### SET PROBLEM
Arrange the stretch of items from the line containing "Every instance of the clear" through the end of the items as a Markdown table, leaving out blank lines. Use the columns Row and Line, with a row number in Row and the line itself in Line.

── EXERCISE MATERIAL

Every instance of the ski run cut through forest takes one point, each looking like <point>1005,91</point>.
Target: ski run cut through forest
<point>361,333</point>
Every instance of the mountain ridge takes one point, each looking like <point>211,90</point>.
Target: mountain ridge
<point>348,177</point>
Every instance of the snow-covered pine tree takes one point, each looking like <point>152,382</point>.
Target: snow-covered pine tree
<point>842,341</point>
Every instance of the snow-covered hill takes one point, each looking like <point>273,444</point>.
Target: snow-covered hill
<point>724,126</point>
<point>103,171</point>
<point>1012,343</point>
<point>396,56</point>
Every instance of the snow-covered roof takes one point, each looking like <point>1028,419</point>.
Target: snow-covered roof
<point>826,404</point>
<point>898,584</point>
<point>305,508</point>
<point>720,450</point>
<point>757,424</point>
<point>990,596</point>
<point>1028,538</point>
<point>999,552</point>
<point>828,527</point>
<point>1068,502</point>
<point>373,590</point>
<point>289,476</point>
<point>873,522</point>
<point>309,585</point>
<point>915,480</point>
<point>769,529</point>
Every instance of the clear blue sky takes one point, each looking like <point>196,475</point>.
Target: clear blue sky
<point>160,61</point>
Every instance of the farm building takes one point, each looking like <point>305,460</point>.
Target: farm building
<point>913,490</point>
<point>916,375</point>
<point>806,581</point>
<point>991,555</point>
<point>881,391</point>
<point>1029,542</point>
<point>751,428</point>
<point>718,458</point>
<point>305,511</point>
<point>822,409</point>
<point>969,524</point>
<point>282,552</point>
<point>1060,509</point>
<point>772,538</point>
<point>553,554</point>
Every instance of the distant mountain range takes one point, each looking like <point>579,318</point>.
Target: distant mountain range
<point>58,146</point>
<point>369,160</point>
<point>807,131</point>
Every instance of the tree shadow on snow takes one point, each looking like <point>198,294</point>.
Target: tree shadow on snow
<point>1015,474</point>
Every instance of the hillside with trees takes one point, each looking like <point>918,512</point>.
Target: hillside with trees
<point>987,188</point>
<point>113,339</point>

────

### THE OUTPUT
| Row | Line |
|---|---|
| 1 | Every instance of the clear blue sky takes one point, each looking like <point>196,475</point>. |
| 2 | Target: clear blue sky |
| 3 | <point>160,61</point> |
| 4 | Every instance of the farm building takes one point, each looking like <point>305,460</point>. |
| 5 | Target: farm building |
| 6 | <point>913,490</point> |
| 7 | <point>916,375</point> |
| 8 | <point>806,581</point> |
| 9 | <point>991,555</point> |
| 10 | <point>881,391</point> |
| 11 | <point>1029,542</point> |
| 12 | <point>751,428</point> |
| 13 | <point>718,458</point> |
| 14 | <point>305,511</point> |
| 15 | <point>822,409</point> |
| 16 | <point>969,524</point> |
| 17 | <point>282,552</point> |
| 18 | <point>1060,509</point> |
| 19 | <point>772,538</point> |
| 20 | <point>553,554</point> |
| 21 | Every instance of the distant mountain range takes one point, each looking like <point>579,318</point>. |
| 22 | Target: distant mountain range |
| 23 | <point>58,146</point> |
| 24 | <point>369,160</point> |
| 25 | <point>807,131</point> |
| 26 | Every instance of the tree shadow on snow takes one point, each looking like <point>198,294</point>. |
| 27 | Target: tree shadow on snow |
| 28 | <point>1015,474</point> |
| 29 | Every instance of the hillside with trees takes one point, each looking like <point>918,512</point>. |
| 30 | Target: hillside with trees |
| 31 | <point>987,188</point> |
| 32 | <point>113,339</point> |